**PROBLEM TO SOLVE:** Using the text on forwarding Wazuh logs to Fluentd, explain in one to three sentences why many organizations turn to log management solutions like Fluentd.

**EXTRACT PROVIDED:**

***

With the continuous adoption of technology by businesses, the volume and sources from which logs are generated increase at an exponential rate. This makes it challenging to effectively manage logs across diverse systems and applications without a centralized approach. To address these challenges, many organizations turn to log management solutions like Fluentd.

Fluentd is an open source data collector designed to unify the collection and aggregation of logs from various sources. Wazuh integrates with Fluentd using the Wazuh Fluentd forwarder module, which allows the forwarding of events to a Fluentd server. The image below shows how this module operates.

Fluentd

This blog post demonstrates how to forward Wazuh logs to Fluentd by leveraging the Wazuh Fluentd forwarder module to enhance log management. The logs are then forwarded to Hadoop, used as a data lake for big data workloads.

Infrastructure

We set up the following infrastructure to demonstrate the Wazuh integration with Fluentd:

  • A pre-built ready-to-use Wazuh OVA 4.7.3. Follow this guide to download the virtual machine. This endpoint hosts the Wazuh central components, (Wazuh server, Wazuh indexer, and Wazuh dashboard).
  • An Ubuntu 22.04 endpoint which will serve as a log management server. We will install Fluentd to handle log collection and forwarding to Hadoop, which will serve as the final destination for the collected logs.

Configuration

Ubuntu endpoint

Installing and configuring Fluentd

Fluentd provides several ways of installation. Depending on the chosen option, the location of its configuration file may vary. The configuration file dictates how Fluentd behaves, which plugins it uses, and how it processes data.

  • If the installation is done using the td-agent packages, the configuration file will be located at /etc/td-agent/td-agent.conf. By default, td-agent writes its operation logs to the /var/log/td-agent/td-agent.log file.
  • If the installation is done using the fluent-package, you can find a default configuration file at /etc/fluent/fluentd.conf. By default, Fluentd writes its operation logs to the /var/log/fluent/fluentd.log file.
  • If installation was done using the calyptia-fluentd, you can find a default configuration file at /etc/calyptia-fluentd/calyptia-fluentd.conf. By default, calyptia-fluentd writes its operation logs to the /var/log/calyptia-fluentd/calyptia-fluentd.log file.

A detailed Fluentd file configuration syntax guide is available in the Fluentd official documentation.

***

**RECORDED DATA:**
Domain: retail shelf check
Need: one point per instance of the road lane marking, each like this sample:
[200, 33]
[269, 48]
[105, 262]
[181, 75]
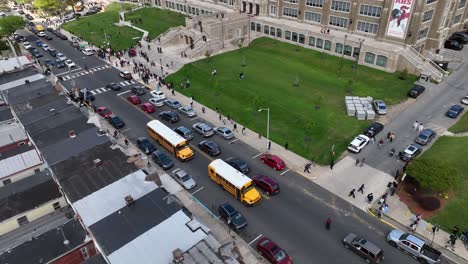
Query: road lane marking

***

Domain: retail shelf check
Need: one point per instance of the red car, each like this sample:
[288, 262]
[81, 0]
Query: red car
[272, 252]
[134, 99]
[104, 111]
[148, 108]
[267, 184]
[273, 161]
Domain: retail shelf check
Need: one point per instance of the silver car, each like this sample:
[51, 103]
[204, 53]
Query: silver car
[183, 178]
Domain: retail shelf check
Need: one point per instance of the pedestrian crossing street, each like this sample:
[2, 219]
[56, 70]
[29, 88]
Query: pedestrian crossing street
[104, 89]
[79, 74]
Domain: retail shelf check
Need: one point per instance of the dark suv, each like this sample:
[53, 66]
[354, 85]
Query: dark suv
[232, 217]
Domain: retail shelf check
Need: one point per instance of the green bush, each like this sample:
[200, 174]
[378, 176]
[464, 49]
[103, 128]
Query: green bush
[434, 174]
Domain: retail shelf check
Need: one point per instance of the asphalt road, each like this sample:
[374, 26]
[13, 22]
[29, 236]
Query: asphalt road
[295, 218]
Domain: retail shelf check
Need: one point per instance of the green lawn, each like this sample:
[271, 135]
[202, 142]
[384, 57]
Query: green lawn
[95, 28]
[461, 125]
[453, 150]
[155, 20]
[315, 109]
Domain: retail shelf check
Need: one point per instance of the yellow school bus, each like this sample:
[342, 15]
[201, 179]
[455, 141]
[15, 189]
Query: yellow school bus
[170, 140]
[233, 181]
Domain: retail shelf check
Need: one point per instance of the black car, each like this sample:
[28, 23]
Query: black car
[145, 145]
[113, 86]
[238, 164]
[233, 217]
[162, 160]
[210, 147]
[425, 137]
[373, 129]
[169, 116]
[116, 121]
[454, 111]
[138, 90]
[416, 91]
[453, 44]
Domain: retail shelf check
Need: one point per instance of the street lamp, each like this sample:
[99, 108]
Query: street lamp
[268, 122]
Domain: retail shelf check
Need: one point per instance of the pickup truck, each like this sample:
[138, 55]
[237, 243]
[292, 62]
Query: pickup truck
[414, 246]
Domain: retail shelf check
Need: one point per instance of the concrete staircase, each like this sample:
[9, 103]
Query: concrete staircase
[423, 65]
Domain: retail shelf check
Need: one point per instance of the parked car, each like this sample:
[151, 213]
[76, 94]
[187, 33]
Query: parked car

***

**WORKED ANSWER:** As businesses keep adopting technology, the volume and sources of logs grow at an exponential rate. That makes logs hard to manage effectively across diverse systems and applications without a centralized approach. Solutions like Fluentd address these challenges.